**Exercise details**
Every record should be copied exactly, except that pictures are to be omitted.

**Entries supplied**
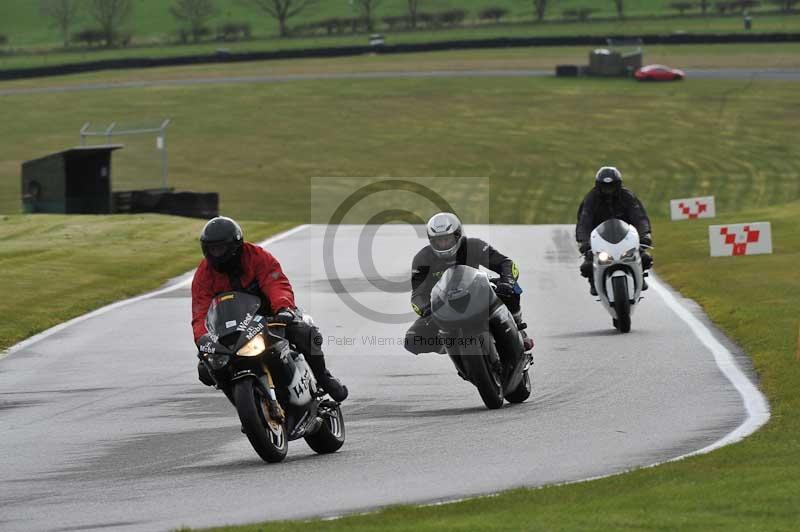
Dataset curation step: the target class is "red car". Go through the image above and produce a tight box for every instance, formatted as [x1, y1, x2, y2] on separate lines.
[634, 64, 685, 81]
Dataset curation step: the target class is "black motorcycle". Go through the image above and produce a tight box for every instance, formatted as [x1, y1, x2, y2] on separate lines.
[430, 265, 533, 409]
[197, 291, 345, 463]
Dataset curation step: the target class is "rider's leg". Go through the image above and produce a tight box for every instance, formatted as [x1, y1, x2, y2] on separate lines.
[580, 254, 597, 296]
[198, 360, 237, 406]
[641, 251, 653, 290]
[497, 291, 534, 352]
[404, 316, 442, 355]
[286, 319, 348, 402]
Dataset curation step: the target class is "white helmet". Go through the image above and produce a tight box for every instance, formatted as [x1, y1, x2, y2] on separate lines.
[427, 212, 464, 259]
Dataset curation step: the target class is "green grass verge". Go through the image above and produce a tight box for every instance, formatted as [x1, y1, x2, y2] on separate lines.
[194, 200, 800, 532]
[1, 8, 799, 71]
[1, 0, 797, 49]
[2, 76, 799, 224]
[0, 214, 291, 352]
[0, 62, 798, 530]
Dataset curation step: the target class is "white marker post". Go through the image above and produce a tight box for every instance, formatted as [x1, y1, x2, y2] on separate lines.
[709, 222, 773, 257]
[670, 196, 716, 220]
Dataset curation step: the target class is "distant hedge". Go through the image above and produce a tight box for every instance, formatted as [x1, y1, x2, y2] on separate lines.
[216, 22, 251, 41]
[478, 7, 509, 22]
[73, 28, 132, 47]
[297, 9, 469, 36]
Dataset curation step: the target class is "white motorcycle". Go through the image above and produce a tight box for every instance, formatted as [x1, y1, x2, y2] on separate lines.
[590, 219, 647, 333]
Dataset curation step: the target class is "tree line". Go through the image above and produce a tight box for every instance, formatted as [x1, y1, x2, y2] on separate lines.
[22, 0, 800, 51]
[668, 0, 799, 16]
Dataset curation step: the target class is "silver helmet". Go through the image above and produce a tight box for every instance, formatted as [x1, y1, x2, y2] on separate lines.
[427, 212, 464, 259]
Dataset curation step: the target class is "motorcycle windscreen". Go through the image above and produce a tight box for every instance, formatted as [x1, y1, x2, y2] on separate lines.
[205, 291, 262, 338]
[595, 219, 631, 244]
[431, 265, 495, 324]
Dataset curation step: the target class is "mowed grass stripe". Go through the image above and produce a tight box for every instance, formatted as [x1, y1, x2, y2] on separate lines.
[1, 77, 798, 224]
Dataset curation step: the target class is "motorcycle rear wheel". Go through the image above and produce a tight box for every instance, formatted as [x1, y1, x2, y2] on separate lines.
[234, 378, 288, 463]
[612, 276, 632, 333]
[304, 400, 346, 454]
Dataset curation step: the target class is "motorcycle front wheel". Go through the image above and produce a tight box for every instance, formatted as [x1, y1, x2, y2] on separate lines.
[462, 352, 504, 409]
[504, 369, 532, 404]
[234, 378, 288, 463]
[612, 276, 632, 333]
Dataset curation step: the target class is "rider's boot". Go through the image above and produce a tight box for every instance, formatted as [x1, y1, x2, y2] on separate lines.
[318, 370, 348, 402]
[589, 277, 598, 297]
[512, 311, 535, 352]
[641, 253, 653, 291]
[307, 355, 348, 402]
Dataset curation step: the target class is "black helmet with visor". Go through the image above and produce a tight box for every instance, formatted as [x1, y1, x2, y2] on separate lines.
[200, 216, 244, 272]
[595, 166, 623, 197]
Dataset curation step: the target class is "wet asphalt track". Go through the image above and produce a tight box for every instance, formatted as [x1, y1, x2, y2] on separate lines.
[0, 225, 762, 531]
[0, 68, 798, 96]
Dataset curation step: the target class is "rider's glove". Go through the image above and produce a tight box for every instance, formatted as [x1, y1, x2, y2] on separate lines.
[495, 279, 516, 298]
[640, 234, 653, 248]
[196, 333, 215, 355]
[274, 307, 297, 325]
[413, 303, 432, 318]
[579, 241, 591, 254]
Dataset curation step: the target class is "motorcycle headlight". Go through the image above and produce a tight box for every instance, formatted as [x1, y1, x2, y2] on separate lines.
[206, 353, 230, 370]
[621, 247, 638, 262]
[237, 333, 266, 357]
[597, 251, 613, 264]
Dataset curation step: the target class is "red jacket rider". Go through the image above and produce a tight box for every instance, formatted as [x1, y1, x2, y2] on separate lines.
[191, 217, 348, 402]
[191, 241, 294, 342]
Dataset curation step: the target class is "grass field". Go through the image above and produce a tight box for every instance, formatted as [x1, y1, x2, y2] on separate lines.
[2, 0, 797, 49]
[2, 15, 800, 71]
[2, 15, 800, 72]
[212, 199, 798, 532]
[1, 0, 799, 71]
[2, 73, 799, 223]
[0, 215, 290, 351]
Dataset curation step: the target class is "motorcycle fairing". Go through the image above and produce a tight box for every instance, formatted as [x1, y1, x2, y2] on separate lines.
[590, 220, 644, 319]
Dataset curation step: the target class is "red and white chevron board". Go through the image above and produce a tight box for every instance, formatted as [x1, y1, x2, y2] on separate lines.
[709, 222, 773, 257]
[670, 196, 716, 220]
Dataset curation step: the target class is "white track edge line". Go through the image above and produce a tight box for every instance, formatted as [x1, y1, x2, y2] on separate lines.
[648, 273, 770, 457]
[0, 224, 309, 361]
[2, 226, 772, 520]
[309, 270, 773, 523]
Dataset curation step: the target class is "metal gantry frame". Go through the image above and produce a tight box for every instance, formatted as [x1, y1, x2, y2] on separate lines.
[80, 119, 172, 188]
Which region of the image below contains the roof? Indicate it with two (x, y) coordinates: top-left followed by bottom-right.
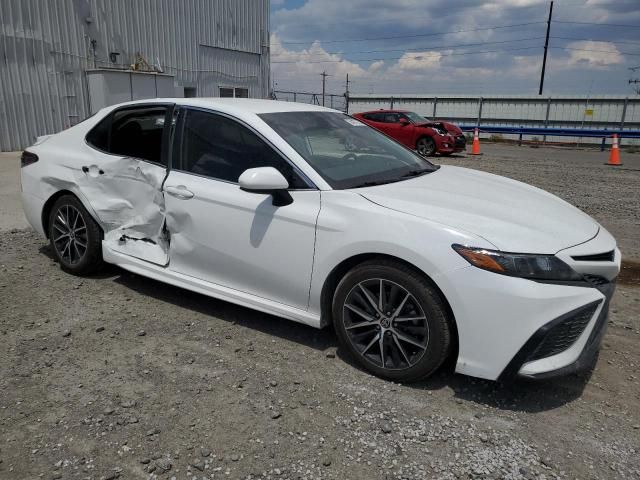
(103, 98), (339, 117)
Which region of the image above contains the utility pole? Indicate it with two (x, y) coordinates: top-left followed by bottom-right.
(629, 66), (640, 94)
(539, 1), (554, 95)
(320, 71), (329, 106)
(344, 73), (350, 114)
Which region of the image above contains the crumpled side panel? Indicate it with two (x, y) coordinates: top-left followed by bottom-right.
(45, 156), (169, 266)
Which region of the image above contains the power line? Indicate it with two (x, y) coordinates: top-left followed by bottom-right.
(272, 45), (542, 64)
(551, 36), (640, 46)
(552, 46), (640, 56)
(271, 36), (545, 59)
(553, 20), (640, 28)
(271, 21), (546, 45)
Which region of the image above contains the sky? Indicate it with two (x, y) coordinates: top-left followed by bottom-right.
(269, 0), (640, 96)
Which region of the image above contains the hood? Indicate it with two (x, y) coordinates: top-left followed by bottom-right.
(416, 121), (461, 136)
(356, 165), (598, 254)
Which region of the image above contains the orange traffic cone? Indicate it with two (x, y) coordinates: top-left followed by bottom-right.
(605, 134), (622, 166)
(470, 127), (482, 155)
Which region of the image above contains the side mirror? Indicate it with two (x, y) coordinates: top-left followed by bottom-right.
(238, 167), (292, 206)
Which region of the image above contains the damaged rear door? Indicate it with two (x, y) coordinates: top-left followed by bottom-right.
(82, 103), (174, 265)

**Expected output**
Dataset curation step: the target class is "red car". Go through the image above and produce a tight box for every instance, formatted as [x1, y1, x2, y2] on separate lines.
[634, 64, 685, 81]
Dataset curation step: the target class is "black motorcycle". Go through the image above and produce a tight box for every instance, formatted as [x1, y1, x2, y2] on separate lines.
[430, 265, 533, 409]
[197, 291, 345, 463]
Dataset curation step: the target class is "rider's leg". Go through the image above and produce a tight box for every instance, formatted as [x1, y1, x2, y2] on separate lines.
[580, 254, 597, 296]
[198, 360, 237, 406]
[641, 251, 653, 290]
[497, 291, 534, 352]
[404, 316, 442, 355]
[286, 319, 348, 402]
Dataset curation step: the target class is "white helmet". Go through the image above and produce a tight box for every instance, formatted as [x1, y1, x2, y2] on separate lines.
[427, 212, 464, 259]
Dataset curation step: the target class is "green grass verge". Go through the image above and produce a tight box for every instance, formatted as [x1, y1, x2, y2] on separate lines.
[194, 200, 800, 532]
[1, 8, 799, 71]
[1, 0, 797, 49]
[2, 76, 799, 224]
[0, 214, 291, 352]
[0, 62, 798, 530]
Dataset curation step: the target class is "white marker post". Go through the image above and produce a tight box for every instance, formatted as [x1, y1, x2, y2] on separate lines.
[709, 222, 773, 257]
[670, 196, 716, 220]
Dataset curation step: the target class is "distant hedge". Go through the image above and produce a tight box for every instance, formatted as [x1, y1, x2, y2] on separate lines.
[216, 22, 251, 41]
[478, 7, 509, 22]
[73, 28, 132, 47]
[297, 9, 469, 36]
Dataset curation step: the target class is "white motorcycle". Go through the image above and produce a tight box for every instance, formatted as [x1, y1, x2, y2] on separate lines.
[590, 219, 647, 333]
Dataset curation step: the target class is "tree line". Go through the image above and produce a tight box for every instance, formatted as [x1, y1, x2, y2] on separate lines.
[22, 0, 800, 51]
[668, 0, 799, 16]
Dataset curation step: the target class is "silver helmet". Go through the image above and produce a tight box for every instance, formatted as [x1, y1, x2, y2] on separate lines.
[427, 212, 464, 259]
Dataset curation step: the target class is "motorcycle windscreen". Go through the image above and produce a tight box for every instance, formatted as [x1, y1, x2, y2] on separate lines.
[205, 291, 262, 338]
[595, 219, 631, 244]
[431, 265, 495, 324]
Dataset curation step: the target class is "mowed grass stripe". Go through the image above and produce a tight box for every instance, formatted as [x1, y1, x2, y2] on separate lines.
[1, 77, 798, 224]
Dataset curation step: the target class is "motorcycle rear wheel". Go through the image above and produce a tight box for every instance, formatted as [x1, y1, x2, y2] on separate lines.
[234, 378, 288, 463]
[612, 276, 632, 333]
[304, 400, 346, 454]
Dataset curation step: the target class is "motorcycle front wheel". Go through the image above and produce a tight box for every instance, formatted as [x1, y1, x2, y2] on separate lines.
[462, 352, 504, 409]
[504, 369, 532, 404]
[234, 378, 288, 463]
[612, 276, 632, 333]
Dataset curation step: the target class is "rider's boot". Go through the image above and produce a tight box for every instance, formatted as [x1, y1, x2, y2] on separate lines.
[318, 370, 348, 402]
[589, 277, 598, 297]
[512, 311, 535, 352]
[641, 253, 653, 291]
[307, 355, 348, 402]
Dataset curation step: the target class is "black helmet with visor". Go through the image above and produce a tight box for every instance, formatted as [x1, y1, x2, y2] on separate lines.
[200, 216, 244, 272]
[595, 166, 623, 197]
Dataset curation step: the target class is "wet asphalt track". Go through the image above and produce a tight box for every instance, formatted as [x1, y1, x2, y2] on separate lines.
[0, 225, 762, 531]
[0, 68, 798, 96]
Dataset curation step: the target class is "rider's glove". Go through the image above and produce a tight box for every instance, formatted as [x1, y1, x2, y2] on separate lines.
[495, 279, 516, 298]
[640, 234, 653, 248]
[196, 333, 215, 355]
[274, 307, 297, 325]
[413, 303, 432, 318]
[579, 241, 591, 254]
Dataset curation step: the target class is "motorcycle headlight". Go through the image above and produce a tight box for every instance, formatted as [x1, y1, x2, y2] on separate lines.
[206, 353, 230, 370]
[621, 247, 638, 262]
[237, 333, 266, 357]
[597, 251, 613, 264]
Dataset curation step: the target class is "red jacket rider". Go through the image above and produce a tight box for every instance, formatted as [x1, y1, x2, y2] on separate lines.
[191, 217, 348, 402]
[191, 241, 294, 342]
Dataset curation step: the target class is "grass field". Go through the image above and produce a tight box for every instance, formatted as [x1, y1, x2, y2] on separate lines.
[2, 0, 797, 49]
[2, 15, 800, 71]
[2, 15, 800, 72]
[212, 199, 798, 532]
[1, 0, 799, 71]
[2, 73, 799, 223]
[0, 215, 290, 351]
Dataset curation step: the target class is "motorcycle fairing". Go through the image above and produce a tight box for every instance, formatted as [x1, y1, x2, y2] on separate lines.
[590, 220, 644, 319]
Dataset curation step: the target class is "red and white chevron board". Go through the image above and produce a tight box for every instance, formatted as [x1, y1, x2, y2] on separate lines.
[709, 222, 773, 257]
[670, 196, 716, 220]
Dataset curation step: the target class is "white track edge line". Go through the image above and produce a tight box for every instance, formatted as [x1, y1, x2, y2] on separate lines.
[648, 273, 770, 457]
[0, 224, 309, 361]
[2, 226, 772, 520]
[309, 270, 773, 523]
Dataset curation step: the target class is "metal gantry frame". Go through the image above and produce a tight box for every instance, formatted as [x1, y1, x2, y2] on separate lines.
[80, 119, 172, 188]
Which region of the image below contains the roof? Indicate it with two (x, y) coordinates: top-left followed by bottom-right.
(103, 98), (339, 117)
Which region of the image above contains the utility pole? Indicate it with two (x, y) coordinates: top-left followed by bottom-right.
(629, 66), (640, 94)
(539, 1), (554, 95)
(320, 71), (329, 106)
(344, 73), (350, 114)
Which region of the image above contains the crumpled side panel? Indicate it with two (x, y) coordinates: top-left followed by bottom-right.
(45, 156), (169, 266)
Which region of the image above contains the power line? Indicate it with two (x, y) coordinates: top-left followed by bottom-right.
(272, 45), (542, 64)
(551, 36), (640, 46)
(552, 46), (640, 56)
(271, 36), (545, 59)
(553, 20), (640, 28)
(271, 21), (546, 45)
Which region of the image above contains the sky? Indicate it with two (x, y) coordinates: top-left followed by bottom-right.
(269, 0), (640, 96)
Which region of the image above contains the hood? Indicate it with two (x, y) coordinates: top-left followed by bottom-right.
(416, 121), (461, 136)
(356, 165), (598, 254)
Which region of the image above contains the orange traffic cone? Indicate it with two (x, y) coordinates: top-left followed by bottom-right.
(605, 134), (622, 166)
(470, 127), (482, 155)
Which region of the image above contains the side mirror? Indicate it with two (x, y) coordinates: top-left followed by bottom-right.
(238, 167), (292, 206)
Which region of the image above contains the damaged rear door? Indicate it with two (x, y) coordinates: top-left followed by bottom-right.
(82, 103), (174, 265)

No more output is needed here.